*所给摘录:*
○ ○ ○ ○ ○ ○ ○

We describe our experiences with the Chubby lock service, which is intended to provide coarse-grained locking as well as reliable (though low-volume) storage for a loosely-coupled distributed system. Chubby provides an interface much like a distributed file system with advisory locks, but the design emphasis is on availability and reliability, as opposed to high performance.


ZooKeeper, a service for coordinating processes of distributed applications. Since ZooKeeper is part of critical infrastructure, ZooKeeper aims to provide a simple and high performance kernel for building more complex coordination primitives at the client. It incorporates elements from group messaging, shared registers, and distributed lock services in a replicated, centralized service.

○ ○ ○ ○ ○ ○ ○

*练习:*
请复制所给摘录中的一段原文：从含有“ZooKeeper, a service”的那几个词开始，到“replicated, centralized service.”之后结束。

*数据块:*
○ ○ ○ ○ ○ ○ ○

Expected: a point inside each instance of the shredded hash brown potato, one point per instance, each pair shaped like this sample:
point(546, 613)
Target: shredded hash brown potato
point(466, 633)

○ ○ ○ ○ ○ ○ ○

*任务结果:*
ZooKeeper, a service for coordinating processes of distributed applications. Since ZooKeeper is part of critical infrastructure, ZooKeeper aims to provide a simple and high performance kernel for building more complex coordination primitives at the client. It incorporates elements from group messaging, shared registers, and distributed lock services in a replicated, centralized service.